[Task description] Restate every record that follows, keeping it exact.

*** Extracted data

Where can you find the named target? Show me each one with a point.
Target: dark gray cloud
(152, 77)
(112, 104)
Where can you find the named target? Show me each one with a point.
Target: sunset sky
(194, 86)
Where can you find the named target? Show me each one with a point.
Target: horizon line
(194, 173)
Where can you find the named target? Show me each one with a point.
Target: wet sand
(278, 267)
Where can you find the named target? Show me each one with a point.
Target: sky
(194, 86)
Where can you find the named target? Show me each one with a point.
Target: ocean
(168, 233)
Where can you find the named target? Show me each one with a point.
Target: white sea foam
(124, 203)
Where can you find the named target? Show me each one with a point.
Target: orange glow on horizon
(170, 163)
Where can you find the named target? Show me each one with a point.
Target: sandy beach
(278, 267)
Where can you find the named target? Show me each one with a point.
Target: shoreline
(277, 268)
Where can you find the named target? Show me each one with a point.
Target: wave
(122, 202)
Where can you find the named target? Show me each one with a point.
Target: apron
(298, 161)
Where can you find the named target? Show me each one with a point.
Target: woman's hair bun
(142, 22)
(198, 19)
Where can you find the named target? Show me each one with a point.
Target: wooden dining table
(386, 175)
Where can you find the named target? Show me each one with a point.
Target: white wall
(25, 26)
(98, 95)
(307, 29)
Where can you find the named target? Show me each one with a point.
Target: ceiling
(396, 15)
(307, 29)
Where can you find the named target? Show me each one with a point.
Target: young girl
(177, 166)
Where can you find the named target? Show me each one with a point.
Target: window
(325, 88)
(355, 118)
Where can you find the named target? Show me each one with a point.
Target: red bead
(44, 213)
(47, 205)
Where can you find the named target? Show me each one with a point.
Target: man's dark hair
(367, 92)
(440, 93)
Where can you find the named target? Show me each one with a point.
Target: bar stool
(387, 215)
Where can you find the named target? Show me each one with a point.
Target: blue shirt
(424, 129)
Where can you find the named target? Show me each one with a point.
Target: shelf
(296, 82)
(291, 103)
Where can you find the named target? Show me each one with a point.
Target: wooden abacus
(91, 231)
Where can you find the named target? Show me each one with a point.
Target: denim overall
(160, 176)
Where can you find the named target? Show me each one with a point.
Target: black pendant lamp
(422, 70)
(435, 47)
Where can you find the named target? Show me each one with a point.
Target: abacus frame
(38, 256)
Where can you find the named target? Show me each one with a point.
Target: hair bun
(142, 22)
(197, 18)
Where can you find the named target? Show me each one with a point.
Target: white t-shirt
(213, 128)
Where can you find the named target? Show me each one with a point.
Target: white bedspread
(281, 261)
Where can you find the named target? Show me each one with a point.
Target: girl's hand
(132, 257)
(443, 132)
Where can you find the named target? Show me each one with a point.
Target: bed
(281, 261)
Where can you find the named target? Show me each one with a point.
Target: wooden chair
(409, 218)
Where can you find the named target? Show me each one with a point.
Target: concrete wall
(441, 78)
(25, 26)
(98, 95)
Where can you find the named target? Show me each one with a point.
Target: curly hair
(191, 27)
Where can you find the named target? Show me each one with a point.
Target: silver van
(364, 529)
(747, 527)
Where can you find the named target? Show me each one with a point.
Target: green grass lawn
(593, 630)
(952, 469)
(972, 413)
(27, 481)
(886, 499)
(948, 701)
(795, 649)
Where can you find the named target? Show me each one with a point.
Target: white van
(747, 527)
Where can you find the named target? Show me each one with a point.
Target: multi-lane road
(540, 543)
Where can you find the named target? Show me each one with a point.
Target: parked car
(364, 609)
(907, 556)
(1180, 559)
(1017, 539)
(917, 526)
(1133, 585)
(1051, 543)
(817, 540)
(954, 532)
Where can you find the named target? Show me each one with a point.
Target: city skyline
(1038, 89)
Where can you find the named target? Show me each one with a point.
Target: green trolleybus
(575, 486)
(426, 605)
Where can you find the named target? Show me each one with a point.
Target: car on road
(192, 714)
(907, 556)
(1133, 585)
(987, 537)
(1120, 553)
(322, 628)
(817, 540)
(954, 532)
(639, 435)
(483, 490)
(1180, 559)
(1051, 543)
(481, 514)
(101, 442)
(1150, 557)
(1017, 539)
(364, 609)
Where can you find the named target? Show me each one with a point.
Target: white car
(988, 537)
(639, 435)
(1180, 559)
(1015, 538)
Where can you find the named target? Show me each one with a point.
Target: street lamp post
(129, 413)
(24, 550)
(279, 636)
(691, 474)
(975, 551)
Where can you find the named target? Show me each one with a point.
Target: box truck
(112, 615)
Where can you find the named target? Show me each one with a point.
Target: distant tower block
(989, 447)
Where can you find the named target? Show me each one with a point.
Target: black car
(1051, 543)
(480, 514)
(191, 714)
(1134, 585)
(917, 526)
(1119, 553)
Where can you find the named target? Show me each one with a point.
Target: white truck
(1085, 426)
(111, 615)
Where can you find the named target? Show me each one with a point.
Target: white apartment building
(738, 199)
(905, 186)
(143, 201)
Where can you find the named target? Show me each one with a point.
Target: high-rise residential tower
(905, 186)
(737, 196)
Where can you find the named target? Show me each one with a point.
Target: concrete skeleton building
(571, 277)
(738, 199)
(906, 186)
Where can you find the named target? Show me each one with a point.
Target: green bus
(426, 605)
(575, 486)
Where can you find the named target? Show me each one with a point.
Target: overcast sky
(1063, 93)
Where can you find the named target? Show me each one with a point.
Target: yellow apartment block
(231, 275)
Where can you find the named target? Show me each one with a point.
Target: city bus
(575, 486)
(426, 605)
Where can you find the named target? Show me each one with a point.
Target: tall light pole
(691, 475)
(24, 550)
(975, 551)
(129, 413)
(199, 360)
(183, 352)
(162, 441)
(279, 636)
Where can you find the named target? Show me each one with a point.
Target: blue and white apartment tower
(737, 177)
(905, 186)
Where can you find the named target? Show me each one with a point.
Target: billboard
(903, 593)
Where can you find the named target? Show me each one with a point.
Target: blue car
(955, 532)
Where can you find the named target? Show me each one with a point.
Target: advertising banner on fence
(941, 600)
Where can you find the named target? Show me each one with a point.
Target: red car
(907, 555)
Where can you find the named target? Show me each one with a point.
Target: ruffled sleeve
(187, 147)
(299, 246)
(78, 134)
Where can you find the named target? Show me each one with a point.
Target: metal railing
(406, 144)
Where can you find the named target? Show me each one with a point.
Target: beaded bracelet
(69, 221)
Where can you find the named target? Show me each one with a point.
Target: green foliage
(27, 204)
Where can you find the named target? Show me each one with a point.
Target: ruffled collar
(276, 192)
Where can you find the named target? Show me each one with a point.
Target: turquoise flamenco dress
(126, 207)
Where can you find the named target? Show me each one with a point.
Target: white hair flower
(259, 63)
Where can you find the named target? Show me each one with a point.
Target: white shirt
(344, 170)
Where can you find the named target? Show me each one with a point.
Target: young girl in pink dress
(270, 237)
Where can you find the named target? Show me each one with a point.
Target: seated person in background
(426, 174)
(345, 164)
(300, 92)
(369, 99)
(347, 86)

******

[Finished exercise]
Where can you find the named target? Show me each one with a point.
Target: dark gray cloud
(152, 77)
(112, 104)
Where can you find the named target? Show me each one with a point.
Target: sunset sky
(194, 86)
Where can you find the named target? Show me each one with a point.
Target: horizon line
(194, 173)
Where can you find the named target? Show me each one with a point.
Target: wet sand
(278, 267)
Where can you find the named target? Show me each one with a point.
Target: sky
(194, 86)
Where can you find the named target? Show me each one with a point.
Target: ocean
(168, 233)
Where can you find the named target? Show me each one with a point.
Target: white sea foam
(124, 203)
Where can you find the named target? Show me each one with a point.
Target: orange glow on horizon
(170, 163)
Where can you find the named target? Show me each one with a point.
Target: sandy beach
(278, 267)
Where can you find the named target? Show me each one with a point.
Target: shoreline
(277, 268)
Where can you find the named target? Show me each one with a point.
Target: wave
(122, 202)
Where can you find the named target? Show me each one with a point.
Target: apron
(298, 161)
Where can you find the named target? Show me each one with a point.
Target: woman's hair bun
(142, 22)
(198, 19)
Where can you find the named target? Show me each one with a point.
Target: wooden dining table
(386, 175)
Where can you find the named target? Show me each one with a point.
Target: white wall
(25, 26)
(98, 95)
(307, 29)
Where can you find the named target? Show me each one with a point.
Target: ceiling
(396, 15)
(307, 29)
Where can you find the named target? Show me each one with a point.
Target: young girl
(177, 166)
Where can you find the named target? Show me each one with a point.
Target: window
(325, 88)
(355, 118)
Where can you find the named target? Show me each one with a point.
Target: red bead
(44, 213)
(47, 205)
Where can you find the named target? Show me each one with a point.
Target: man's dark hair
(367, 92)
(440, 93)
Where can you find the named target? Show me each one with a point.
Target: bar stool
(387, 215)
Where can you find the named target? Show me each one with a point.
Target: blue shirt
(424, 129)
Where can you find the named target? Show me each one with a point.
Target: shelf
(296, 82)
(291, 103)
Where can you find the named target? Show me each one with a point.
Target: wooden abacus
(91, 231)
Where can you find the named target? Show me each one with a point.
Target: denim overall
(160, 176)
Where can you find the named target? Show me each one with a point.
Target: black pendant lamp
(422, 70)
(435, 47)
Where can you find the named target? Show me each one with a point.
Target: abacus frame
(38, 256)
Where can you find the named target? Show me each one with a point.
Target: hair bun
(142, 22)
(197, 18)
Where can you find the named target? Show me each one with a point.
Target: white t-shirt
(213, 128)
Where can you find the named target? Show me each one with a point.
Target: white bedspread
(281, 261)
Where can you find the named target? Show me each one with a point.
Target: girl's hand
(132, 257)
(443, 132)
Where can you find the named target? Show me each one with a point.
Target: bed
(281, 261)
Where can you find the named target? Show me each one with a point.
Target: wooden chair
(409, 218)
Where can you find the named target? Show me each one with a point.
Target: concrete wall
(441, 78)
(25, 26)
(98, 95)
Where can you find the named target? Show me each one with a point.
Target: curly hair
(191, 27)
Where can you find the named target? Show me each one with a point.
Target: silver van
(364, 529)
(747, 527)
Where can you find the named target? Show me each one with a point.
Target: green grass lawn
(593, 630)
(952, 469)
(972, 413)
(27, 481)
(886, 499)
(948, 701)
(795, 649)
Where can you find the named target? Show me each one with a point.
Target: white van
(747, 527)
Where can you find the named target? Show me each one with a point.
Target: multi-lane road
(540, 543)
Where can you find the named target? Show me each one with a point.
Target: parked car
(364, 609)
(907, 556)
(1180, 559)
(1017, 539)
(917, 526)
(1133, 585)
(1051, 543)
(817, 540)
(954, 532)
Where can you find the named target? Show me each one with a point.
Target: city skyline
(1038, 89)
Where can you find the named target? Show me each one with a point.
Target: green trolleybus
(575, 486)
(426, 605)
Where can you find the named target? Show me each one with a point.
Target: car on road
(192, 714)
(907, 556)
(1133, 585)
(987, 537)
(1120, 553)
(322, 628)
(817, 540)
(954, 532)
(639, 435)
(483, 490)
(1180, 559)
(1051, 543)
(481, 514)
(101, 442)
(1150, 557)
(1017, 539)
(364, 609)
Where can you find the named target? Show me each one with a point.
Target: white car
(988, 537)
(639, 435)
(1180, 559)
(1015, 538)
Where can you find the named target? Show me each one with a point.
Target: street lamp post
(129, 413)
(24, 550)
(279, 636)
(691, 474)
(975, 551)
Where can you find the named target? Show me each one with a point.
Target: box truck
(112, 615)
Where can you find the named target? Show me each one with a point.
Target: distant tower block
(989, 447)
Where can you find the named target? Show me each one with a point.
Target: black car
(1051, 543)
(480, 514)
(191, 714)
(1134, 585)
(917, 526)
(1119, 553)
Where can you find the named target? Show me each one with a point.
Target: white truck
(1085, 426)
(111, 615)
Where can you find the named target? Show me each one with a point.
Target: white apartment building
(738, 199)
(905, 186)
(143, 201)
Where can you find the named target? Show me each one with a point.
Target: high-rise residential tower
(905, 186)
(737, 196)
Where can you find the named target? Show me each one with a point.
Target: concrete skeleton building
(571, 277)
(738, 199)
(906, 186)
Where can you find the named target? Show me each one with a point.
Target: green bus
(426, 605)
(575, 486)
Where can you find the named target? Show me each one with a point.
Target: overcast sky
(1063, 93)
Where can you find the named target? Show me each one with a point.
Target: yellow apartment block
(231, 275)
Where can you find the named target? Show me each one with a point.
Target: city bus
(575, 486)
(426, 605)
Where can you find the named target? Show me each one with a point.
Target: tall light pole
(691, 475)
(24, 550)
(975, 551)
(129, 413)
(199, 360)
(183, 352)
(162, 441)
(279, 636)
Where can you find the named target? Show me each one with a point.
Target: blue and white apartment tower
(737, 177)
(905, 186)
Where can you find the named target? Show me each one with a point.
Target: billboard
(903, 593)
Where can you find the named target? Show me each one with a point.
Target: blue car
(955, 532)
Where can you find the named target? Show me each one with a point.
Target: advertising banner on fence
(941, 600)
Where can you find the named target? Show me each one with a point.
Target: red car
(907, 555)
Where can you find the named target? Show me each one with a point.
Target: ruffled sleeve
(187, 147)
(299, 246)
(78, 134)
Where can you find the named target? Show me each one with a point.
Target: metal railing
(406, 144)
Where can you find the named target? Show me each one with a point.
Target: beaded bracelet
(69, 221)
Where can you find the named target? Show me each one with a point.
Target: green foliage
(27, 204)
Where can you find the named target? Show me each one with a point.
Target: ruffled collar
(276, 192)
Where can you find the named target? Show me each one with a point.
Target: turquoise flamenco dress
(126, 207)
Where can you find the named target? Show me each one with a point.
Target: white hair flower
(259, 63)
Where can you find the named target? Show me each one with a point.
Target: white shirt
(344, 170)
Where can you find the named target? Show me each one with a point.
Target: young girl in pink dress
(270, 237)
Where can you find the named target? Show me each one with a point.
Target: seated person in background
(426, 174)
(345, 164)
(300, 92)
(369, 99)
(347, 86)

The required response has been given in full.